> _Required task_
Give only the lines from the one containing "Objective — locate the black tarp" through the end of the material below, exactly as written.

> _Data shown_

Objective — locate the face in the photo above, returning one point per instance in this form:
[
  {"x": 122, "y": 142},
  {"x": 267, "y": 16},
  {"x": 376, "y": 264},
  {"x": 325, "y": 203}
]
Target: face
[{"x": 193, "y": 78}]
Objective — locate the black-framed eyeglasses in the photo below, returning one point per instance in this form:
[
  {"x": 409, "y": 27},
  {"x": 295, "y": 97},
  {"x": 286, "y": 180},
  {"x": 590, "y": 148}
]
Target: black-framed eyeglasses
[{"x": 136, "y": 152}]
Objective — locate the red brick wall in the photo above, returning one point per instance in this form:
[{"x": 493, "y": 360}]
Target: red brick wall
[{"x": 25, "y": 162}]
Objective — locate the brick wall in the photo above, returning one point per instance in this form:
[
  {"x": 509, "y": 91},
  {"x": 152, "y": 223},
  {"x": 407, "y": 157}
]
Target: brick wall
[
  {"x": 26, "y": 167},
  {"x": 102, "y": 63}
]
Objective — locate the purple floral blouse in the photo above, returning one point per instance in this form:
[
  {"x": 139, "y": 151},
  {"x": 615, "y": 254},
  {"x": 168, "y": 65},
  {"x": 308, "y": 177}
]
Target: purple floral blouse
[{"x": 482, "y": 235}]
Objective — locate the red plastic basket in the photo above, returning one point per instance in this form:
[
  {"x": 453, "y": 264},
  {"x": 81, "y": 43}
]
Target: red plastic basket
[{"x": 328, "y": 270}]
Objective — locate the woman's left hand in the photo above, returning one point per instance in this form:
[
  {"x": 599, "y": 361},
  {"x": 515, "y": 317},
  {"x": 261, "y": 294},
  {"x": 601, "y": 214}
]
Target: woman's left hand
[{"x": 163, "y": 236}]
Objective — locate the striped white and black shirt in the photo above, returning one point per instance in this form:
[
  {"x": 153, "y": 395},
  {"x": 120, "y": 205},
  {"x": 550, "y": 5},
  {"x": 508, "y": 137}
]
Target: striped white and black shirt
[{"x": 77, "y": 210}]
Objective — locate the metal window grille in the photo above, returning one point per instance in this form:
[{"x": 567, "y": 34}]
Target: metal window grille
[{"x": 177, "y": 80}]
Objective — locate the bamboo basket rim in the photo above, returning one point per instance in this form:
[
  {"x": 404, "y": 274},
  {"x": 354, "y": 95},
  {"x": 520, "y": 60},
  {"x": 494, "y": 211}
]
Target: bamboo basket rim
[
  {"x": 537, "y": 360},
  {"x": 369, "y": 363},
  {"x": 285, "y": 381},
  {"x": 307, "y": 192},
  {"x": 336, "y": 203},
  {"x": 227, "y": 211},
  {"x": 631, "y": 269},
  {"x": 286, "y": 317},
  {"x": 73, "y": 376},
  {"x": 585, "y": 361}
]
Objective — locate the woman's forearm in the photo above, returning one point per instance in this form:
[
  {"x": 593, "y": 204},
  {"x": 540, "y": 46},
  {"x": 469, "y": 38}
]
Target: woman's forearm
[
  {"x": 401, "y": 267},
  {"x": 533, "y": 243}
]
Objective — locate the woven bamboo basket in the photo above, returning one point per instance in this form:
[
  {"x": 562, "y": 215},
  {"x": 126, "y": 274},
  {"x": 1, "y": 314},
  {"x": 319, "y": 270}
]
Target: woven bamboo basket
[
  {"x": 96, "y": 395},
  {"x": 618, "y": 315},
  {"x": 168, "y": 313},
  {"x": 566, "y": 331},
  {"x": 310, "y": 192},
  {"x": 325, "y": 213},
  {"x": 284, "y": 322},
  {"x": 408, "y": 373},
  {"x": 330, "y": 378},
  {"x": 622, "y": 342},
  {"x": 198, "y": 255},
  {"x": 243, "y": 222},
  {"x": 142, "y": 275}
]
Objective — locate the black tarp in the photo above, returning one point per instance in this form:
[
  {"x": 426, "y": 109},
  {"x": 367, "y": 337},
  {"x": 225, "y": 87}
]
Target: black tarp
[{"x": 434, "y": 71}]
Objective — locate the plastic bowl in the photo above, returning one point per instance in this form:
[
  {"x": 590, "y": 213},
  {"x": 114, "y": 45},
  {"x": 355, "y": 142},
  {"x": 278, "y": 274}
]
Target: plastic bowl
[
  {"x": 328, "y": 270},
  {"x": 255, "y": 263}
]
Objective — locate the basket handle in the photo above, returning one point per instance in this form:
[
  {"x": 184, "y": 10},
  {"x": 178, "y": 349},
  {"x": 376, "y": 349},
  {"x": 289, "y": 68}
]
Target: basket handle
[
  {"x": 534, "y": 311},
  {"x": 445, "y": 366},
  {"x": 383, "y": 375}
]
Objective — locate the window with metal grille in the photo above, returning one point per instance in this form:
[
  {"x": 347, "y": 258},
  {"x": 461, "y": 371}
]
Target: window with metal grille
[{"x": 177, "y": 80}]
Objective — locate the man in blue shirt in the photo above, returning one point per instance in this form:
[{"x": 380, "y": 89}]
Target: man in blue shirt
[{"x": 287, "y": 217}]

> _Response to the task_
Objective — locate the black tarp in the photo above, returning one point per instance in this form:
[
  {"x": 426, "y": 109},
  {"x": 367, "y": 337},
  {"x": 225, "y": 87}
]
Target: black tarp
[{"x": 434, "y": 71}]
Objective — locate the plastic bowl in the photo above, returning one point per instance in this form:
[
  {"x": 590, "y": 213},
  {"x": 114, "y": 45},
  {"x": 355, "y": 142},
  {"x": 278, "y": 274}
]
Target: plastic bowl
[
  {"x": 328, "y": 270},
  {"x": 255, "y": 263}
]
Objective — locate the basket handle in the photo above, returning one point per instance in this form:
[
  {"x": 184, "y": 10},
  {"x": 178, "y": 349},
  {"x": 376, "y": 349},
  {"x": 289, "y": 68}
]
Target: basket handle
[
  {"x": 534, "y": 311},
  {"x": 445, "y": 366},
  {"x": 383, "y": 375}
]
Objective — locate the window with metal grille in the photo above, returning one point per instance in this form:
[
  {"x": 347, "y": 258},
  {"x": 461, "y": 371}
]
Target: window with metal grille
[{"x": 177, "y": 80}]
Objective — locate the man in blue shirt in the photo above, returning one point per instance in this form:
[{"x": 380, "y": 89}]
Target: man in blue shirt
[{"x": 287, "y": 217}]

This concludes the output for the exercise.